Assignment: Report back the lines in this listing that carry the string "rock".

------------------------

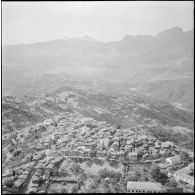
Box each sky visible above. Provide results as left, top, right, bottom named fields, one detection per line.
left=2, top=1, right=194, bottom=45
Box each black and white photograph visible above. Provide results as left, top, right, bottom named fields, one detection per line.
left=1, top=1, right=194, bottom=194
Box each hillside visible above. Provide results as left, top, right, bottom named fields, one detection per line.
left=2, top=85, right=194, bottom=150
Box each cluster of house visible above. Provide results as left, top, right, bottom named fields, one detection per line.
left=29, top=157, right=64, bottom=193
left=2, top=111, right=194, bottom=194
left=173, top=164, right=194, bottom=186
left=2, top=161, right=36, bottom=193
left=126, top=159, right=194, bottom=193
left=166, top=155, right=194, bottom=187
left=44, top=116, right=184, bottom=165
left=2, top=96, right=32, bottom=113
left=2, top=91, right=78, bottom=123
left=2, top=150, right=65, bottom=194
left=16, top=114, right=188, bottom=169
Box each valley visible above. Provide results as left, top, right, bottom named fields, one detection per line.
left=2, top=26, right=194, bottom=194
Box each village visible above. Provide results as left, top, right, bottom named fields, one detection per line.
left=2, top=111, right=194, bottom=193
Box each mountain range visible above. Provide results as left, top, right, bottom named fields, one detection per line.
left=2, top=27, right=194, bottom=111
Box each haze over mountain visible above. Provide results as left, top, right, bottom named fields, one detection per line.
left=2, top=27, right=194, bottom=111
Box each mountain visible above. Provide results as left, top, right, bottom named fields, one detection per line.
left=2, top=27, right=194, bottom=111
left=68, top=35, right=97, bottom=42
left=135, top=78, right=194, bottom=111
left=3, top=27, right=193, bottom=73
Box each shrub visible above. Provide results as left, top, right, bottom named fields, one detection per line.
left=4, top=178, right=14, bottom=187
left=98, top=168, right=110, bottom=178
left=71, top=184, right=79, bottom=193
left=70, top=163, right=82, bottom=175
left=13, top=150, right=22, bottom=157
left=9, top=148, right=15, bottom=153
left=151, top=166, right=168, bottom=184
left=179, top=151, right=189, bottom=161
left=165, top=178, right=178, bottom=188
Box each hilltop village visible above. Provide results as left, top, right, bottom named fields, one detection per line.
left=2, top=111, right=194, bottom=194
left=2, top=87, right=194, bottom=154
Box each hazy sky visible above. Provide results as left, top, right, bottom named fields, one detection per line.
left=2, top=1, right=194, bottom=45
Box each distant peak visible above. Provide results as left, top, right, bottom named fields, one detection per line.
left=157, top=27, right=183, bottom=37
left=81, top=35, right=96, bottom=41
left=184, top=28, right=194, bottom=34
left=68, top=35, right=97, bottom=42
left=122, top=34, right=154, bottom=41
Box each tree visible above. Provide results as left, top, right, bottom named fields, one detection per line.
left=151, top=166, right=168, bottom=184
left=60, top=188, right=67, bottom=193
left=13, top=150, right=22, bottom=157
left=86, top=160, right=93, bottom=167
left=77, top=177, right=84, bottom=188
left=113, top=184, right=124, bottom=193
left=109, top=160, right=119, bottom=168
left=53, top=122, right=58, bottom=127
left=92, top=175, right=102, bottom=186
left=89, top=150, right=96, bottom=158
left=20, top=134, right=24, bottom=138
left=37, top=177, right=45, bottom=185
left=51, top=167, right=58, bottom=176
left=98, top=168, right=110, bottom=179
left=101, top=180, right=110, bottom=189
left=88, top=182, right=98, bottom=191
left=165, top=178, right=178, bottom=189
left=70, top=163, right=82, bottom=175
left=52, top=139, right=57, bottom=145
left=106, top=152, right=111, bottom=161
left=71, top=184, right=79, bottom=193
left=109, top=171, right=122, bottom=183
left=189, top=168, right=194, bottom=176
left=109, top=177, right=118, bottom=185
left=116, top=123, right=121, bottom=129
left=102, top=187, right=113, bottom=193
left=179, top=151, right=189, bottom=161
left=9, top=148, right=15, bottom=153
left=60, top=168, right=69, bottom=177
left=4, top=177, right=14, bottom=187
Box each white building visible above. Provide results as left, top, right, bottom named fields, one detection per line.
left=174, top=166, right=194, bottom=186
left=128, top=151, right=138, bottom=160
left=127, top=181, right=162, bottom=193
left=161, top=141, right=174, bottom=148
left=166, top=155, right=181, bottom=165
left=43, top=119, right=53, bottom=126
left=81, top=117, right=94, bottom=125
left=188, top=163, right=194, bottom=170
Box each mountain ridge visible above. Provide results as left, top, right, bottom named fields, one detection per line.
left=2, top=26, right=194, bottom=111
left=2, top=26, right=193, bottom=46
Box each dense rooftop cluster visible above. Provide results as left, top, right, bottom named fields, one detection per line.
left=2, top=111, right=194, bottom=193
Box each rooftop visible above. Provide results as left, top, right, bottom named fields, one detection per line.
left=129, top=151, right=138, bottom=155
left=166, top=155, right=181, bottom=162
left=175, top=166, right=194, bottom=180
left=162, top=141, right=174, bottom=147
left=127, top=181, right=162, bottom=191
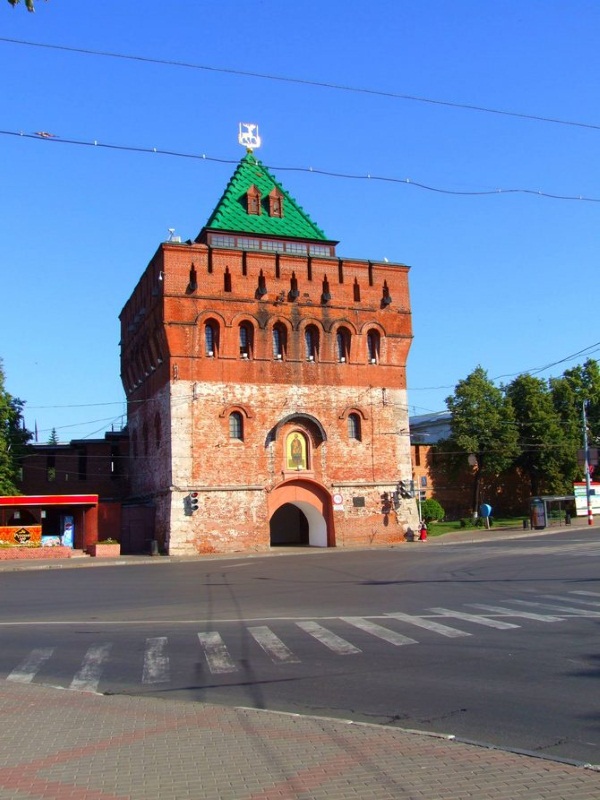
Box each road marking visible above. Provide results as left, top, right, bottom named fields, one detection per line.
left=70, top=643, right=112, bottom=692
left=427, top=608, right=520, bottom=630
left=197, top=632, right=237, bottom=674
left=142, top=637, right=170, bottom=684
left=248, top=626, right=300, bottom=663
left=540, top=594, right=600, bottom=608
left=341, top=617, right=418, bottom=646
left=385, top=611, right=471, bottom=638
left=507, top=599, right=600, bottom=617
left=571, top=590, right=600, bottom=598
left=296, top=621, right=362, bottom=654
left=7, top=647, right=55, bottom=683
left=468, top=604, right=563, bottom=622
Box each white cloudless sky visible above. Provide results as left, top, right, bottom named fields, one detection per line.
left=1, top=0, right=599, bottom=441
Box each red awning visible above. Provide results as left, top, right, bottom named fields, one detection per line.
left=0, top=495, right=98, bottom=506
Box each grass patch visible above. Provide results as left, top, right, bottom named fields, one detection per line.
left=428, top=517, right=526, bottom=538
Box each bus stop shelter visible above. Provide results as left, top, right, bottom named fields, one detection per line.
left=530, top=495, right=575, bottom=529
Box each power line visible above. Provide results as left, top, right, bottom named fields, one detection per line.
left=3, top=36, right=600, bottom=133
left=3, top=129, right=600, bottom=204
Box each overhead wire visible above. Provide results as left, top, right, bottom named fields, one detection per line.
left=2, top=36, right=600, bottom=133
left=3, top=129, right=600, bottom=204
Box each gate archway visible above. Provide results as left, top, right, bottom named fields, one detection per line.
left=268, top=479, right=334, bottom=547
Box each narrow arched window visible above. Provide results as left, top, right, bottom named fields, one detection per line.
left=247, top=186, right=261, bottom=216
left=273, top=324, right=285, bottom=359
left=336, top=328, right=350, bottom=362
left=239, top=322, right=252, bottom=359
left=224, top=267, right=232, bottom=292
left=305, top=326, right=318, bottom=361
left=348, top=413, right=361, bottom=441
left=367, top=330, right=380, bottom=363
left=205, top=322, right=217, bottom=356
left=229, top=412, right=243, bottom=441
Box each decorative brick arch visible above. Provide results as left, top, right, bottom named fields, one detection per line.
left=268, top=478, right=335, bottom=547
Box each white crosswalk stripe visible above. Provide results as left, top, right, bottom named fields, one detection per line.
left=296, top=621, right=362, bottom=654
left=8, top=592, right=600, bottom=690
left=341, top=617, right=418, bottom=646
left=197, top=632, right=237, bottom=674
left=385, top=611, right=471, bottom=638
left=428, top=608, right=520, bottom=630
left=540, top=594, right=600, bottom=608
left=248, top=626, right=301, bottom=663
left=69, top=643, right=112, bottom=693
left=142, top=636, right=170, bottom=684
left=7, top=647, right=55, bottom=683
left=468, top=604, right=563, bottom=622
left=506, top=599, right=600, bottom=617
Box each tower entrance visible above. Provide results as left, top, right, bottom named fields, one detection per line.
left=268, top=479, right=333, bottom=547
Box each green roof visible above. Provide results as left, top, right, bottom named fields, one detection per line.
left=199, top=152, right=330, bottom=241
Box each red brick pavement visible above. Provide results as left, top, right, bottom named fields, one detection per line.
left=0, top=679, right=599, bottom=799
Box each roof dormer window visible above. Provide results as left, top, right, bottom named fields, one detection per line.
left=247, top=185, right=262, bottom=216
left=268, top=188, right=284, bottom=218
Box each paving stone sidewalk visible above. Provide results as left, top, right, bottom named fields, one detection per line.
left=0, top=678, right=598, bottom=800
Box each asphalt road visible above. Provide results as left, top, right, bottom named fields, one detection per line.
left=1, top=530, right=600, bottom=765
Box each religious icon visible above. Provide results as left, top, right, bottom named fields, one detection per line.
left=287, top=432, right=307, bottom=470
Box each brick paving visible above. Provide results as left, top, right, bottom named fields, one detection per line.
left=0, top=679, right=598, bottom=800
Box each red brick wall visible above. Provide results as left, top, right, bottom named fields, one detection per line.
left=121, top=240, right=415, bottom=554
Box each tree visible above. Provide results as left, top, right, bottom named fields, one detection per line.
left=7, top=0, right=41, bottom=11
left=505, top=374, right=573, bottom=495
left=445, top=366, right=519, bottom=514
left=48, top=428, right=59, bottom=446
left=0, top=359, right=32, bottom=494
left=550, top=359, right=600, bottom=450
left=421, top=498, right=444, bottom=522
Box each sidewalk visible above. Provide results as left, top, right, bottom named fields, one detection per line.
left=0, top=677, right=598, bottom=800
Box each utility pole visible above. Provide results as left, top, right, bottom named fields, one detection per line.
left=582, top=401, right=594, bottom=526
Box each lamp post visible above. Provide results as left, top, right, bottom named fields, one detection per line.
left=583, top=401, right=594, bottom=526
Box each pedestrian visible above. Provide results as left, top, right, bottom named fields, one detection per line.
left=419, top=520, right=428, bottom=541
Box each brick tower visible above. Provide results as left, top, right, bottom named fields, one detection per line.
left=120, top=147, right=415, bottom=554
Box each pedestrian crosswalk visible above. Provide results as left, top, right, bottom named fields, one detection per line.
left=4, top=589, right=600, bottom=692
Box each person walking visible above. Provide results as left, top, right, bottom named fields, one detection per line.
left=419, top=520, right=428, bottom=541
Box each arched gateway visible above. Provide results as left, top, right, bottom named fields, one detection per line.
left=268, top=479, right=334, bottom=547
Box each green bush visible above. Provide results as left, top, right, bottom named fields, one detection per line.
left=421, top=498, right=445, bottom=522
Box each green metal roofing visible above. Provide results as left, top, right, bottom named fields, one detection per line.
left=200, top=152, right=330, bottom=241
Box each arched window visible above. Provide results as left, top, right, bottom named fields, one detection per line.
left=229, top=412, right=243, bottom=441
left=348, top=413, right=362, bottom=441
left=273, top=324, right=286, bottom=359
left=247, top=185, right=261, bottom=216
left=367, top=330, right=380, bottom=363
left=205, top=321, right=218, bottom=357
left=239, top=322, right=253, bottom=359
left=305, top=325, right=319, bottom=361
left=336, top=327, right=350, bottom=362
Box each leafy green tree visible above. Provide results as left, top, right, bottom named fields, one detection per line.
left=505, top=374, right=573, bottom=495
left=7, top=0, right=39, bottom=11
left=445, top=366, right=519, bottom=514
left=421, top=498, right=444, bottom=522
left=550, top=359, right=600, bottom=451
left=0, top=359, right=32, bottom=494
left=47, top=428, right=59, bottom=446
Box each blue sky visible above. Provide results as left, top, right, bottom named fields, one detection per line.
left=2, top=1, right=599, bottom=442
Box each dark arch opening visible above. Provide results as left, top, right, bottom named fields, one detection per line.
left=270, top=503, right=309, bottom=546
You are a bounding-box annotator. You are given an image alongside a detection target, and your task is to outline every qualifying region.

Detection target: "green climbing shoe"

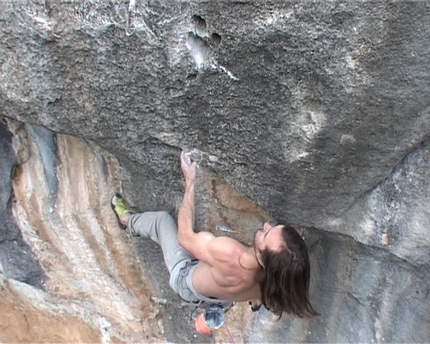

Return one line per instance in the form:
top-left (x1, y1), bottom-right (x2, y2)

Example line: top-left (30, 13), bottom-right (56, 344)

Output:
top-left (111, 193), bottom-right (133, 230)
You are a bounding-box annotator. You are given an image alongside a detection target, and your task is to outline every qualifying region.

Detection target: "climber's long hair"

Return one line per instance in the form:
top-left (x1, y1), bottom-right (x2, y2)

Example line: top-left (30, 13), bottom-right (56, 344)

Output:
top-left (259, 225), bottom-right (318, 318)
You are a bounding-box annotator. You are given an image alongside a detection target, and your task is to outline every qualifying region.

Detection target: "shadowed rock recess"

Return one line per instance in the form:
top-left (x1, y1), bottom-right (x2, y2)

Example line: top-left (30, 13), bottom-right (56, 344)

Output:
top-left (1, 1), bottom-right (429, 343)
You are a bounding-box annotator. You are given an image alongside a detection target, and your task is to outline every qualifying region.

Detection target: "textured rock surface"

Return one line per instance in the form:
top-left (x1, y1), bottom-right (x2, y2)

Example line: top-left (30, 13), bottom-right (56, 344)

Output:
top-left (1, 119), bottom-right (165, 342)
top-left (1, 0), bottom-right (430, 342)
top-left (0, 118), bottom-right (46, 288)
top-left (0, 117), bottom-right (263, 343)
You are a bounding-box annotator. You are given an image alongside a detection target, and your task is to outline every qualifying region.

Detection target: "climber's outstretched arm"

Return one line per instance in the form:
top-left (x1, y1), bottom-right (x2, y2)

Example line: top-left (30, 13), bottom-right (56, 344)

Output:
top-left (178, 151), bottom-right (218, 263)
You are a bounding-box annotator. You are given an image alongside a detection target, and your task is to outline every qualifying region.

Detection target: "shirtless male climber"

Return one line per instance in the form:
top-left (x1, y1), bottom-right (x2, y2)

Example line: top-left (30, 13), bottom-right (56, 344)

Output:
top-left (111, 151), bottom-right (318, 318)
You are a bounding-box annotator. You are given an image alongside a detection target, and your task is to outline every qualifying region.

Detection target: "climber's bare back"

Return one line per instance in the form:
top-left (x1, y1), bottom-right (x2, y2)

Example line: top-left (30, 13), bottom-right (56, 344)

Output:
top-left (190, 236), bottom-right (262, 302)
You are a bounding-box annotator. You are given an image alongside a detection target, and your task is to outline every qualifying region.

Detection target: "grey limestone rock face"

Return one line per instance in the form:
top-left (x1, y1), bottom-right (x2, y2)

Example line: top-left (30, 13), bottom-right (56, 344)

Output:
top-left (250, 229), bottom-right (430, 343)
top-left (1, 1), bottom-right (429, 226)
top-left (0, 119), bottom-right (46, 288)
top-left (1, 0), bottom-right (430, 342)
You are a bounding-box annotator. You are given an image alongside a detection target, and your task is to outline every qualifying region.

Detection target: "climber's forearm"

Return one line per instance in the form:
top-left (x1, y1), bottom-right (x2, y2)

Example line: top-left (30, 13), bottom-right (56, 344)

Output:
top-left (178, 181), bottom-right (196, 246)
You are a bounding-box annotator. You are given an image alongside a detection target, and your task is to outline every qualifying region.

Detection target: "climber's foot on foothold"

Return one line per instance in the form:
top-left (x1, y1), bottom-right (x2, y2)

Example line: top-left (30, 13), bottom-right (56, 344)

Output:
top-left (111, 193), bottom-right (133, 229)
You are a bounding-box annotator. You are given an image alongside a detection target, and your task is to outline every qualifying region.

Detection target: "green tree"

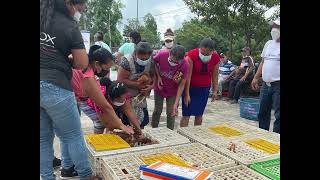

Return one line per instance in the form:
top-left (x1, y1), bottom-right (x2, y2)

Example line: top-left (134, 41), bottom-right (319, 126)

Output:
top-left (175, 19), bottom-right (228, 52)
top-left (123, 13), bottom-right (161, 48)
top-left (79, 0), bottom-right (124, 47)
top-left (183, 0), bottom-right (280, 58)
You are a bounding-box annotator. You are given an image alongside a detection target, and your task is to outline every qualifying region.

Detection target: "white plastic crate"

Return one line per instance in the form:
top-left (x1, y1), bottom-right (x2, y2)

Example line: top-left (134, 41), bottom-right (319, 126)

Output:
top-left (100, 143), bottom-right (237, 180)
top-left (177, 123), bottom-right (251, 145)
top-left (206, 136), bottom-right (280, 166)
top-left (86, 127), bottom-right (190, 175)
top-left (212, 165), bottom-right (269, 180)
top-left (101, 154), bottom-right (143, 180)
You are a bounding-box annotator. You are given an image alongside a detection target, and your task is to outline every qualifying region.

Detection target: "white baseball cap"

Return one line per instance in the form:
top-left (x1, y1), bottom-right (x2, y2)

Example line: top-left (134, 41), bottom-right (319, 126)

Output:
top-left (269, 18), bottom-right (280, 26)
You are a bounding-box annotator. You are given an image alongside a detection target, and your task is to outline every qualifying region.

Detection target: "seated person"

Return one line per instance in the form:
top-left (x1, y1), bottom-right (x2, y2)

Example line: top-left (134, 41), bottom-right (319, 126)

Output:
top-left (87, 77), bottom-right (143, 135)
top-left (228, 47), bottom-right (254, 104)
top-left (216, 53), bottom-right (235, 97)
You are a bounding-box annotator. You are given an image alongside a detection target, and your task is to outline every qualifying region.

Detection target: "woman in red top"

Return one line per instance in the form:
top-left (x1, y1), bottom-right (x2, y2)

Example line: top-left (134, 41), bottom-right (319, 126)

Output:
top-left (181, 38), bottom-right (220, 127)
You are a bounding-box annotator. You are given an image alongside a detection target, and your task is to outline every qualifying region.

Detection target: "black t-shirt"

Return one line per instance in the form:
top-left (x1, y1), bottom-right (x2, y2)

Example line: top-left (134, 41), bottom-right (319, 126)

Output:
top-left (40, 12), bottom-right (85, 91)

------------------------

Response for this exercise:
Detection target: "shadowed rock recess"
Detection target: "textured rock surface"
Detection target: "grey limestone rock face"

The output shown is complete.